BLOCO DE TEXTO:

__________________________________________________

Não há vacina que a combata, nasceu com os homens.
Nós somos, enfim, “herdeiros” de Caim. Não há outra explicação.
Não há um dia que passa em que a minha refeição é tomada sem um caso de corrupção. Podemos dizer que este é o ano de fartura para os jornalistas que não disfarçam o sorriso ao abrirem os seus telejornais, ou quando escrevem os seus editoriais sobre os casos de corrupção. Ao fazê-lo, aplicam-lhe os melhores métodos do ofício nunca antes vistos, tudo para anunciar a “boa nova” aos destinatários. Os noticiários radiofónicos, sem querer ficar atrás da festa, descrevem o cenário como se estivessem a relatar uma partida de futebol daquelas de “cortar o coração”.
Tudo isto têm uma explicação: se no passado recente os ladrões de patos eram levados às cruzes, actualmente o cenário é o contrário, são os proprietários dos patos ou “filhos” destes que às cruzes vão. Os maus exemplos vêm de todos os lados, de Moçambique, de Timor-Leste, de Portugal, da França, até mesmo de “locais santos”, como é caso do Vaticano! O vício, a ganância, a ambição desmedida, o desejo ardente pelo poder tornam as pessoas vulneráveis ao mal. A moralidade, a ética, a deontologia profissional e religiosa são bens que nos dias de hoje perderam a cotação.

__________________________________________________

OBJETIVO:
Transcreva fielmente o trecho do texto sobre a corrupção que vai de "Tudo isto têm" a "perderam a cotação.".

__________________________________________________

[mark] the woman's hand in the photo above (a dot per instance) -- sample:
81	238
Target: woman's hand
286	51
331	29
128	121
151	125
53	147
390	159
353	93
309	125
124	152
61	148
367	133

__________________________________________________

RESPOSTA:
Tudo isto têm uma explicação: se no passado recente os ladrões de patos eram levados às cruzes, actualmente o cenário é o contrário, são os proprietários dos patos ou “filhos” destes que às cruzes vão. Os maus exemplos vêm de todos os lados, de Moçambique, de Timor-Leste, de Portugal, da França, até mesmo de “locais santos”, como é caso do Vaticano! O vício, a ganância, a ambição desmedida, o desejo ardente pelo poder tornam as pessoas vulneráveis ao mal. A moralidade, a ética, a deontologia profissional e religiosa são bens que nos dias de hoje perderam a cotação.